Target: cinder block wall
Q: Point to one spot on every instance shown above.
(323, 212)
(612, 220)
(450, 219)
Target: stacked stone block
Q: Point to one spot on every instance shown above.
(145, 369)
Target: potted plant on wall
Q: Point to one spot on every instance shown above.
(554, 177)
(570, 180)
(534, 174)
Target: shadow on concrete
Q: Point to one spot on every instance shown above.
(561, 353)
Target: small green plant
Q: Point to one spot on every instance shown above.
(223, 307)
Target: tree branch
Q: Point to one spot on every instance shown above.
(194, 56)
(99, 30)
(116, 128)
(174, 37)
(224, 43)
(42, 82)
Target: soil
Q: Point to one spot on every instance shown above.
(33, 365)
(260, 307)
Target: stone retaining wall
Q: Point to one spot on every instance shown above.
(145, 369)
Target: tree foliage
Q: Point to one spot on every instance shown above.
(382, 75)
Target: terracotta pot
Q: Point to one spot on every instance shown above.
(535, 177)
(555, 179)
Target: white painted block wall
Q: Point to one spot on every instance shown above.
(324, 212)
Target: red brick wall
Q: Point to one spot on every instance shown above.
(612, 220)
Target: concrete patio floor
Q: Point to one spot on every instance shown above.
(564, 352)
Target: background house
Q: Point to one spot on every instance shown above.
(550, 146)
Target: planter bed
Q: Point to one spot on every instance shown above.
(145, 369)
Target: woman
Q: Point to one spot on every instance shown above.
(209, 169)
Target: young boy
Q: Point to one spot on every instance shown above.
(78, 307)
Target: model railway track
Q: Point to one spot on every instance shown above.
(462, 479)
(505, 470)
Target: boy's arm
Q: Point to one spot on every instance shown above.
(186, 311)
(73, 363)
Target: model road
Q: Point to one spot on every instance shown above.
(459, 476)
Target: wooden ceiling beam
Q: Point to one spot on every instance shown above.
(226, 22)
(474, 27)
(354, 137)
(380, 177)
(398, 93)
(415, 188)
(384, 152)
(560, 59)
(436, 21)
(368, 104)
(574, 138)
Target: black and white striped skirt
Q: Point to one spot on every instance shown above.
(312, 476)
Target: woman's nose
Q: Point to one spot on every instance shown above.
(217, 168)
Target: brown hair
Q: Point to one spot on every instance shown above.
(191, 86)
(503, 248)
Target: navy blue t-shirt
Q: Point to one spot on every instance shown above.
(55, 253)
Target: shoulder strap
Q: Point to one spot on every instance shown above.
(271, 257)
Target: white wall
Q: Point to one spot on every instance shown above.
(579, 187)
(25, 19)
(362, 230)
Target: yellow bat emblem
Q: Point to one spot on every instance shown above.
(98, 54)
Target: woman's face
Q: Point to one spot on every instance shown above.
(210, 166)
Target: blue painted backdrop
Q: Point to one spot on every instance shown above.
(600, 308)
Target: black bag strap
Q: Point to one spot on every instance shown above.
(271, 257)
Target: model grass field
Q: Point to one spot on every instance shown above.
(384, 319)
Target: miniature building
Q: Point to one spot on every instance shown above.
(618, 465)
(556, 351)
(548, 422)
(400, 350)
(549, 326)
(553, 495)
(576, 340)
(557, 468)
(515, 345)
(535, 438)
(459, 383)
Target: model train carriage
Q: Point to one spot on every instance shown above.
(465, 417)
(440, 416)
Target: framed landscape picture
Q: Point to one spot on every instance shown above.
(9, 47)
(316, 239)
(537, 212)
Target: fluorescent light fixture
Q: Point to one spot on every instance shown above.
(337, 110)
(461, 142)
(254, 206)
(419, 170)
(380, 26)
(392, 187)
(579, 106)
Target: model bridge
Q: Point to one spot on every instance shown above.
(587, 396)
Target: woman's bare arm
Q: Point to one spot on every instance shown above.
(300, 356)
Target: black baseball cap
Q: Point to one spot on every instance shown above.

Given exercise:
Exactly reproduce every line of the records.

Answer for the task:
Target: cinder block wall
Q: Point to one spot on every instance shown above.
(323, 212)
(612, 220)
(450, 219)
Target: stacked stone block
Q: Point to one spot on every instance shown above.
(145, 369)
Target: potted plant on wall
Q: Point to one spot on every instance shown above.
(554, 177)
(570, 180)
(534, 174)
Target: shadow on concrete
Q: Point to one spot on every instance shown above.
(561, 353)
Target: small green plant
Q: Point to one spot on every instance shown above.
(223, 307)
Target: tree branch
Q: Point to one spot on every instance shown above.
(194, 56)
(99, 30)
(116, 128)
(174, 37)
(224, 43)
(42, 82)
Target: soil
Q: Point to one spot on every instance shown above.
(33, 365)
(260, 307)
Target: stone retaining wall
Q: Point to one spot on every instance shown above.
(145, 369)
Target: tree foliage
Q: Point to one spot on every instance shown above.
(382, 75)
Target: terracotta pot
Q: Point to one spot on every instance shown above.
(535, 177)
(555, 179)
Target: white painted block wall
Q: Point to one spot on every instance shown above.
(324, 212)
Target: red brick wall
Q: Point to one spot on every instance shown above.
(612, 220)
Target: concrete patio floor
Q: Point to one spot on every instance shown above.
(564, 352)
Target: background house
Q: Point to one spot on every instance shown above.
(550, 146)
Target: planter bed
Q: Point to one spot on every instance shown above.
(145, 369)
Target: woman
Q: Point to one spot on every instance shown above.
(209, 169)
Target: young boy
Q: Point to one spot on every instance shown above.
(78, 307)
Target: model railway track
Q: Point to one spot on every instance shown above.
(462, 479)
(505, 470)
Target: boy's arm
Q: Point to one spot on every instance shown above.
(186, 311)
(73, 363)
Target: model road
Q: Point to one spot on every instance shown above.
(459, 476)
Target: wooden ceiling beam
Q: Point to one spot on every instance shown above.
(226, 22)
(474, 27)
(354, 137)
(380, 177)
(398, 93)
(415, 188)
(384, 152)
(560, 59)
(436, 21)
(368, 104)
(574, 138)
Target: black and white striped skirt
Q: Point to one spot on every instance shown above.
(312, 476)
Target: woman's nose
Q: Point to one spot on every instance shown above.
(217, 168)
Target: brown hair
Q: Point to one spot on every instance shown above.
(191, 86)
(503, 248)
Target: navy blue t-shirt
Q: Point to one spot on every instance shown above.
(55, 253)
Target: shoulder strap
Q: Point to one spot on every instance shown above.
(271, 257)
Target: white wall
Q: Point to one spot on every instance shown above.
(579, 187)
(25, 19)
(362, 230)
Target: yellow bat emblem
Q: Point to one spot on every instance shown above.
(98, 54)
Target: woman's face
Q: Point to one spot on every instance shown above.
(210, 166)
Target: blue painted backdrop
Q: Point to one spot on every instance shown above.
(600, 308)
Target: black bag strap
Q: Point to one spot on every instance shown above.
(271, 257)
Target: model grass field
Q: Point to one spot on every instance shown above.
(384, 319)
Target: miniature building
Q: Point to one spot on every instance shown above.
(618, 465)
(556, 351)
(548, 422)
(400, 350)
(549, 326)
(553, 495)
(576, 340)
(557, 468)
(515, 345)
(535, 438)
(459, 383)
Target: model train carriage
Q: Point to one spot on every instance shown above.
(465, 417)
(440, 416)
Target: framed landscape picture
Q: Point to one spot on every instance shown above.
(9, 47)
(316, 239)
(537, 212)
Target: fluorescent light fixture
Q: Point to one spot on every instance shown above.
(337, 110)
(461, 142)
(254, 206)
(419, 170)
(380, 26)
(392, 187)
(579, 106)
Target: model bridge
Q: Point to one spot on every instance shown above.
(587, 396)
Target: woman's bare arm
Q: Point to one spot on every instance shown above.
(300, 356)
Target: black baseball cap
Q: Point to one spot on every instance shown above.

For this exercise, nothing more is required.